Short problem | Can you collect every line in the records below that contains the string "grass"?

[Records from a dataset]
********************

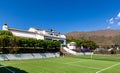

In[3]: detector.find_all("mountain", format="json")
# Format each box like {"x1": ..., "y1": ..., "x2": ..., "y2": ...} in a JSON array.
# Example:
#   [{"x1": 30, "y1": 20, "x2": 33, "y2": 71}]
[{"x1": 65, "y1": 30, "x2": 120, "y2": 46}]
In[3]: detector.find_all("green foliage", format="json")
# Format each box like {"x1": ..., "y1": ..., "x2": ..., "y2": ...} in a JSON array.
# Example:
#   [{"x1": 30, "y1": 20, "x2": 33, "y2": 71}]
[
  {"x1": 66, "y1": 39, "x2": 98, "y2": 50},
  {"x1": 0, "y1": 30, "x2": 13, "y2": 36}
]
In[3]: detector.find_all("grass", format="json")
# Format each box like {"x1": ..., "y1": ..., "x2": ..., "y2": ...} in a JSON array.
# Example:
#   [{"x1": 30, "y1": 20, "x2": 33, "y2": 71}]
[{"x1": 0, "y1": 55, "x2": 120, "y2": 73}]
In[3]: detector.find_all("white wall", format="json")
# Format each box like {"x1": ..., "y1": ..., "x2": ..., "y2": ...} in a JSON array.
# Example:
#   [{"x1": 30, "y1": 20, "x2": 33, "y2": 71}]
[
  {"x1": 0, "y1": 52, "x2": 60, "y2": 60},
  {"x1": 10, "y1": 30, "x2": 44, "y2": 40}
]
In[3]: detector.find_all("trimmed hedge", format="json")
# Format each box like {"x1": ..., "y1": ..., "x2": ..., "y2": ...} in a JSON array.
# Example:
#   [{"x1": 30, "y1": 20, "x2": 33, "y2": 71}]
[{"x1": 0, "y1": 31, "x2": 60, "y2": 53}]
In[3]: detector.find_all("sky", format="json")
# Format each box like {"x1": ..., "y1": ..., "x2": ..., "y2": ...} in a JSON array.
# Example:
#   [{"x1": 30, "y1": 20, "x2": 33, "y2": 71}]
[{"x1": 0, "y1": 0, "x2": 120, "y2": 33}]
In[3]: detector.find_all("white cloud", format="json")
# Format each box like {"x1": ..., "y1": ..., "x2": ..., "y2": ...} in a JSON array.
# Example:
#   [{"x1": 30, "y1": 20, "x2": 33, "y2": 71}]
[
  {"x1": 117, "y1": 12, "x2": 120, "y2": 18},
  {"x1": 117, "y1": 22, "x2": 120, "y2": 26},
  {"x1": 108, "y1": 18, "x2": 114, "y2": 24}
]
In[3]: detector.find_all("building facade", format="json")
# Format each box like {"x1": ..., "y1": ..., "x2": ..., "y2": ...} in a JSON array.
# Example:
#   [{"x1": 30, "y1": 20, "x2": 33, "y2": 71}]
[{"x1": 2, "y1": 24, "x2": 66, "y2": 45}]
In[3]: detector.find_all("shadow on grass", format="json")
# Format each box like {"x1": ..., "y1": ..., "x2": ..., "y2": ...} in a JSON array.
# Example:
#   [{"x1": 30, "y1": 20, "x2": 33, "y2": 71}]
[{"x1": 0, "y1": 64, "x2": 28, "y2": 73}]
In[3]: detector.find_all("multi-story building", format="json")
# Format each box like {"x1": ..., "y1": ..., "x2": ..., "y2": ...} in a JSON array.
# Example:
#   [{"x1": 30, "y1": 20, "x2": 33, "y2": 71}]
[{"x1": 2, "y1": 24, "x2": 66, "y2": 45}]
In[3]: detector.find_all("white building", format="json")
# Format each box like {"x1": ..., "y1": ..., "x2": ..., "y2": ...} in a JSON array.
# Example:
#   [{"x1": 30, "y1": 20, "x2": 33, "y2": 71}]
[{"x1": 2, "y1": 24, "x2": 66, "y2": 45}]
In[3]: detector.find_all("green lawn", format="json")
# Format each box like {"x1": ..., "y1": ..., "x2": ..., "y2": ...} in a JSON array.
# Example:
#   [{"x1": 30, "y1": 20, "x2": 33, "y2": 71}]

********************

Correct response |
In[3]: detector.find_all("grass", format="json")
In[3]: detector.find_all("shadow on grass", format="json")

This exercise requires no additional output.